#### Task brief:
Shorten the paragraph beginning "What he had was deemed" in the text below about a young son's asthma to two sentences, keeping its main facts.

Couple of days back, I was having a very bad day. A day when I didn’t want to count my blessings and look at positive side of things. All I wanted to do was sulk, cry and ask why. After a week of multiple ER and urgent care visits, my husband and I found out that our 3 year old son is asthmatic. Something we suspected but weren’t ready to accept.
In the grand scheme of things, it may be pretty tiny. Other than occasional cold and cough, he’s a healthy boy and asthma isn’t the end of the world. But still, this new piece of information stung. And, stung badly!
What he had was deemed to be a pretty severe attack and after multiple nebulizer treatments too, his wheezing didn’t stop. Took him to the ER, where they administered back to back treatments. Next day, another bad flare up. This time the doctor put him on steroids which seem to work after few hours albeit leaving my baby extremely fatigued.
In all of this, as a mom, I felt like a complete failure. Maybe I didn’t breastfeed him enough, maybe didn’t build his immune system enough, maybe didn’t protect him from cold and dust enough…maybe…maybe…
Based on my preliminary research and conversation with the pediatrician, we have to provide preventive care. Need to save him from common cold, germs and infections. But, how exactly do you save a 3 year old from germs? Specially, if you have one of those who revels among germs. As a result, infections don’t attack him, my baby boy invites them.
While I was in the midst of this depressing deluge, somethings completely unrelated dawned on me.
My stress was taking a toll on three of the biggest assets in my life
1) my husband – I had been directing my misplaced anger and agitation towards him. Bickering parents are the worst for a child who’s already under duress.
2) my daughter – being focused on my son, I somewhat neglected my daughter. She too is just a kid and no matter what her mom’s attention shouldn’t be diverted.
3) my son – in the process of obsessing over his health, I was making his happiness secondary. Kids reflect their parents’ emotions and all I was doing was making him well aware of my stressed mindset.
The truth of the matter is that this is our new normal. Maybe not ideal but surely not unmanageable. And definitely, not worth losing faith, hope and high-spirits. Like so many things in parenting, I will falter before finding my footing. But like so many other times, I need to believe that this time too shall pass.

#### Material provided:
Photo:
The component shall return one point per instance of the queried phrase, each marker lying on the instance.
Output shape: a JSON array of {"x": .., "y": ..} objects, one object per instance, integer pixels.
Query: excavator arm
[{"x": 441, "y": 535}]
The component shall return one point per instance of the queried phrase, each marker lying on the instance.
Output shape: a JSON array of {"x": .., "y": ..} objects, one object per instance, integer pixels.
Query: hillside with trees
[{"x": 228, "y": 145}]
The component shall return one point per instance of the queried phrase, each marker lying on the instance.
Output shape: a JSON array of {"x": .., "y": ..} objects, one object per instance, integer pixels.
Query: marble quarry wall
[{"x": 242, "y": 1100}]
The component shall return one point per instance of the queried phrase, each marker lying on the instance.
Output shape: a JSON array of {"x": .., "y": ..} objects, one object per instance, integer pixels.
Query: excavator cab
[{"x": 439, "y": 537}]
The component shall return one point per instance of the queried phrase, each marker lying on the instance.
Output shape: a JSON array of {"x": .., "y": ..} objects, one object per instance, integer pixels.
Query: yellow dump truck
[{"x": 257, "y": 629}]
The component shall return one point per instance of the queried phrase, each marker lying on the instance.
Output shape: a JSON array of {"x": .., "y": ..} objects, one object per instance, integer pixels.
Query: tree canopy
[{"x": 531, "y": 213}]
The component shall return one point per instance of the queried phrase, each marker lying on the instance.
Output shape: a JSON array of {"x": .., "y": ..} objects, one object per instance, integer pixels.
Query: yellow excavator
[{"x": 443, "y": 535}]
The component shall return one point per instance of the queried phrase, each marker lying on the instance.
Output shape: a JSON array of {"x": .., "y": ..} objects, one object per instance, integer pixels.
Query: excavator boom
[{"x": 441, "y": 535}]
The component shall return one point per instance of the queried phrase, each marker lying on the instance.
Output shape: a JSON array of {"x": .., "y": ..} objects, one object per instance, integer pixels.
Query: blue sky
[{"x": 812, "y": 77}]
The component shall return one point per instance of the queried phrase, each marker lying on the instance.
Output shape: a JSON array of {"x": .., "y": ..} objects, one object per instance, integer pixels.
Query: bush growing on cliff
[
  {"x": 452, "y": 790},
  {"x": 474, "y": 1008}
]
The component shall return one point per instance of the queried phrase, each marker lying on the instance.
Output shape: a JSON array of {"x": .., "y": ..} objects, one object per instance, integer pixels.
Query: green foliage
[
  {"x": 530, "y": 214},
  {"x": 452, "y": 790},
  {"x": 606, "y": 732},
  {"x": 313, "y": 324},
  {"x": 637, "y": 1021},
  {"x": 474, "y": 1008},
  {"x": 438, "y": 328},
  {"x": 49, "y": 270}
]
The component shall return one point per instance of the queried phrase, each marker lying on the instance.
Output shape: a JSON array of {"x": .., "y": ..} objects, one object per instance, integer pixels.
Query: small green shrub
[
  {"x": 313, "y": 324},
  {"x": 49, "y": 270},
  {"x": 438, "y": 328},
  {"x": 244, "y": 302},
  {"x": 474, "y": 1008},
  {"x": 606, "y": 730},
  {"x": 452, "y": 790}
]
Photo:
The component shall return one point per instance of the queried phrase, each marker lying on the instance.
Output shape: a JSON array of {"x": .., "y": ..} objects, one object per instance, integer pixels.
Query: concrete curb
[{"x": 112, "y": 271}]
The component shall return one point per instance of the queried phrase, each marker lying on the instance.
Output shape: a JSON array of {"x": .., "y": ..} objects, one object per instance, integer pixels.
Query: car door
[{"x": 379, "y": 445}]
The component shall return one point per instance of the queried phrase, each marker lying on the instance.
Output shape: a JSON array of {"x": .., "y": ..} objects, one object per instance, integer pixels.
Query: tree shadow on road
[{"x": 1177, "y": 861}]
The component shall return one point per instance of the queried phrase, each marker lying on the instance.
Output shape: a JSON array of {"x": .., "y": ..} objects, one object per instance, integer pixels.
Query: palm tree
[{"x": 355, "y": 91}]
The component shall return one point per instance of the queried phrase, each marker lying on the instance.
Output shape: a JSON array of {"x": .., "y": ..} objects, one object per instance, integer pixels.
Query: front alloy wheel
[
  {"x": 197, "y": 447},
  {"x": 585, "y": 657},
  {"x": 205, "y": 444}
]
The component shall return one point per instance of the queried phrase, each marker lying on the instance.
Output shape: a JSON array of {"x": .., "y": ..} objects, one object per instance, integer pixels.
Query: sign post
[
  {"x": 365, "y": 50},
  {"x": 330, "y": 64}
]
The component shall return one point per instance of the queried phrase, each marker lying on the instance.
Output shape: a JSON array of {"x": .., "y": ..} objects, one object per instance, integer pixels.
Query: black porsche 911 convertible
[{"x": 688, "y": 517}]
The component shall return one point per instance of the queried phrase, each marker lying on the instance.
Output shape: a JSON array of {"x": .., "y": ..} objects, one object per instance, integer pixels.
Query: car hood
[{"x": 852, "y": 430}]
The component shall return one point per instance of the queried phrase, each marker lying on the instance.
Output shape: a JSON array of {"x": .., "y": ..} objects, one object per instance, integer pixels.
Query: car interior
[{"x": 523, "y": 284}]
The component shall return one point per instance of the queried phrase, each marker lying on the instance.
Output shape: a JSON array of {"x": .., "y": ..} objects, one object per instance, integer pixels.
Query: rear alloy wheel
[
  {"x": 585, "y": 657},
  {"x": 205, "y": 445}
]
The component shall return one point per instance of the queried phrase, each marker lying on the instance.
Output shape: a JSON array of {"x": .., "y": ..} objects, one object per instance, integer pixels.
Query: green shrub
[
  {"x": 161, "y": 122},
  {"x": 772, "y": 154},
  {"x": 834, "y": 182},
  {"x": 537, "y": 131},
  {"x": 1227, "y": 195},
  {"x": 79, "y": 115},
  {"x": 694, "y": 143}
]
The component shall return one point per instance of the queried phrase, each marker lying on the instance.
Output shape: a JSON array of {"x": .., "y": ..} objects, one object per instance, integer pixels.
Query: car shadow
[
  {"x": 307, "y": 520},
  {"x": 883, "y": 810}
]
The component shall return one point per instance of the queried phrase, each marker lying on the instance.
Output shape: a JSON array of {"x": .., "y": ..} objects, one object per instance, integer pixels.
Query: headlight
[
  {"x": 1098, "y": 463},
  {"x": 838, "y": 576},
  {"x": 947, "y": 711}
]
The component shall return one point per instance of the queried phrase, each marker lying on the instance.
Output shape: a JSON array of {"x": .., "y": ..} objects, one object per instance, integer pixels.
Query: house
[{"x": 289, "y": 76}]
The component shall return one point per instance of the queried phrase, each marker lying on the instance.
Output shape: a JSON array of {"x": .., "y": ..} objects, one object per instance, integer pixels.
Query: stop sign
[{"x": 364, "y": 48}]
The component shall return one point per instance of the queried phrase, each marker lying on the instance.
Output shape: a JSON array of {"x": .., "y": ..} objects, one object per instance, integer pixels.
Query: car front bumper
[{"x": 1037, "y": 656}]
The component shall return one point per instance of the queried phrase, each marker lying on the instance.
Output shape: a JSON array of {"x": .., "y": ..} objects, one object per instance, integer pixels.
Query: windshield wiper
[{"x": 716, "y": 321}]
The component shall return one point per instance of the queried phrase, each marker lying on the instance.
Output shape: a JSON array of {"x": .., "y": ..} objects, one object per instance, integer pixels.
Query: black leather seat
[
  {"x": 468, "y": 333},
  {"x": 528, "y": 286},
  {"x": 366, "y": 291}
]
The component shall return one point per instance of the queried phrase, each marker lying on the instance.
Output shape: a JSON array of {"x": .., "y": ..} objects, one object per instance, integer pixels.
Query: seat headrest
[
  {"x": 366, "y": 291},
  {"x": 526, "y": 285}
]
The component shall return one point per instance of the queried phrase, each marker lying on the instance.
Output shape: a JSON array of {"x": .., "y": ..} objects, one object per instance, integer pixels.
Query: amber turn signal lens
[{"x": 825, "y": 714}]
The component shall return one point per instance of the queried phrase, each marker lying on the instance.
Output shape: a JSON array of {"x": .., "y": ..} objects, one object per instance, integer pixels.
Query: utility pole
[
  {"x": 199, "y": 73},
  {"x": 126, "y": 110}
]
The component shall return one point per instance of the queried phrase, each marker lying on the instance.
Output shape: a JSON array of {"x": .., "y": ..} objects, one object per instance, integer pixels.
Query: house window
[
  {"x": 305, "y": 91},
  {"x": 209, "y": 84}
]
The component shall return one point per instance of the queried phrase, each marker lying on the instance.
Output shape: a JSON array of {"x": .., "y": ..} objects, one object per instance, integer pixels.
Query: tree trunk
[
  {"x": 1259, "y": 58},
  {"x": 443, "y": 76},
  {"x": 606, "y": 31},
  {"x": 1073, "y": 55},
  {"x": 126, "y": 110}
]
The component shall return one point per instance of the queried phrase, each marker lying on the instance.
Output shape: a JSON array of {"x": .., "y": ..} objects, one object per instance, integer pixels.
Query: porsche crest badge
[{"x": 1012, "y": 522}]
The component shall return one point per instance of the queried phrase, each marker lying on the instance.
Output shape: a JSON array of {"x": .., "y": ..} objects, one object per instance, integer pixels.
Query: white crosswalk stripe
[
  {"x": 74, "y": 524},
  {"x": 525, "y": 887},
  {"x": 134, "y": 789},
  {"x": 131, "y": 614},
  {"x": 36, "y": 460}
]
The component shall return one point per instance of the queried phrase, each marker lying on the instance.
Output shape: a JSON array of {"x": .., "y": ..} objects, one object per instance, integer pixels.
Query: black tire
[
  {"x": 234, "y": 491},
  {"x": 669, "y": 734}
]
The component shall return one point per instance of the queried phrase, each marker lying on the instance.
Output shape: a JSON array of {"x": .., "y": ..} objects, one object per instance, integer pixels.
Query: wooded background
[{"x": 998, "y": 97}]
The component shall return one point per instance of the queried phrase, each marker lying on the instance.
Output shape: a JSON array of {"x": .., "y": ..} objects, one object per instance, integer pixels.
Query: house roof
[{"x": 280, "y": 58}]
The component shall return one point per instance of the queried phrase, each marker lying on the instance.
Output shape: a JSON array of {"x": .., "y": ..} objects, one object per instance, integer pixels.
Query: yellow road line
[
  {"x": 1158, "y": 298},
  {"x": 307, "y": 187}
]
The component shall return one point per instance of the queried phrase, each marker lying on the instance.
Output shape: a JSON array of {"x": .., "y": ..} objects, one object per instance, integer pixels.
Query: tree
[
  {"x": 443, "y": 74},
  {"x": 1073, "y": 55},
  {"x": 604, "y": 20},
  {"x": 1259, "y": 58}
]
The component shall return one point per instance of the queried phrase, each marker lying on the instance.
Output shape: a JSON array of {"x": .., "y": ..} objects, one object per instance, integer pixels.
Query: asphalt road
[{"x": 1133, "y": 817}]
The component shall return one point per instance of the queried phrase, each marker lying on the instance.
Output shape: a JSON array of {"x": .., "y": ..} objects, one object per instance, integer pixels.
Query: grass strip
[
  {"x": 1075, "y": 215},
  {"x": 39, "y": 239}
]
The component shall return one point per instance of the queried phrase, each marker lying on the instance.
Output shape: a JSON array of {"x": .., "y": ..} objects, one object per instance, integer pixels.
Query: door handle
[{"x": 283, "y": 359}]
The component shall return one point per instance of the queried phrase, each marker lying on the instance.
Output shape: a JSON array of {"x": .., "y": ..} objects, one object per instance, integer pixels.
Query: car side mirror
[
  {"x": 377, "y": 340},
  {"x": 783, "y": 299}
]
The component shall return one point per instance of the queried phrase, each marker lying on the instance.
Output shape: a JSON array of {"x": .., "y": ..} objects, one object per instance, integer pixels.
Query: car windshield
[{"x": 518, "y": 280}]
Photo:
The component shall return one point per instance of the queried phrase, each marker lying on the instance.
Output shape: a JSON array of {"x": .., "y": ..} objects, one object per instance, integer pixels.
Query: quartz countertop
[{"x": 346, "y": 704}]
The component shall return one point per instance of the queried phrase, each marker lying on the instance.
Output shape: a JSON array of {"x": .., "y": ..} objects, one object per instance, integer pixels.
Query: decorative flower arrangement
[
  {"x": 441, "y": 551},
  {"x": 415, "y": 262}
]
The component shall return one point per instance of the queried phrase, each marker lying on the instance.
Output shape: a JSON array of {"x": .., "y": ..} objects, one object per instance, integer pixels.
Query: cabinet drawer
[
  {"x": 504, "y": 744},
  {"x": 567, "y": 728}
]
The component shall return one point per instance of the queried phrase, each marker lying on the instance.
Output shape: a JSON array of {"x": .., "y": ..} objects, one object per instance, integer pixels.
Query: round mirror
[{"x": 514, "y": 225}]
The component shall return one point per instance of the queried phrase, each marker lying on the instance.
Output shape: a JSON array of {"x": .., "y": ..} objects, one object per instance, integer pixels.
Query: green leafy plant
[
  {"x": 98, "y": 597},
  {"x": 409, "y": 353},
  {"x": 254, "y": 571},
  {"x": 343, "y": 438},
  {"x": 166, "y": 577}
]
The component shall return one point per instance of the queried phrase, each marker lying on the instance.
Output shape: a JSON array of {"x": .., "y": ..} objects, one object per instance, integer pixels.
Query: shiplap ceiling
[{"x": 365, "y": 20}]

#### Exercise output:
The attack was considered severe, and his wheezing continued even after several nebulizer treatments, so he was taken to the ER for back-to-back treatments. After another bad flare-up the next day, the doctor put him on steroids, which seemed to work within a few hours but left him extremely fatigued.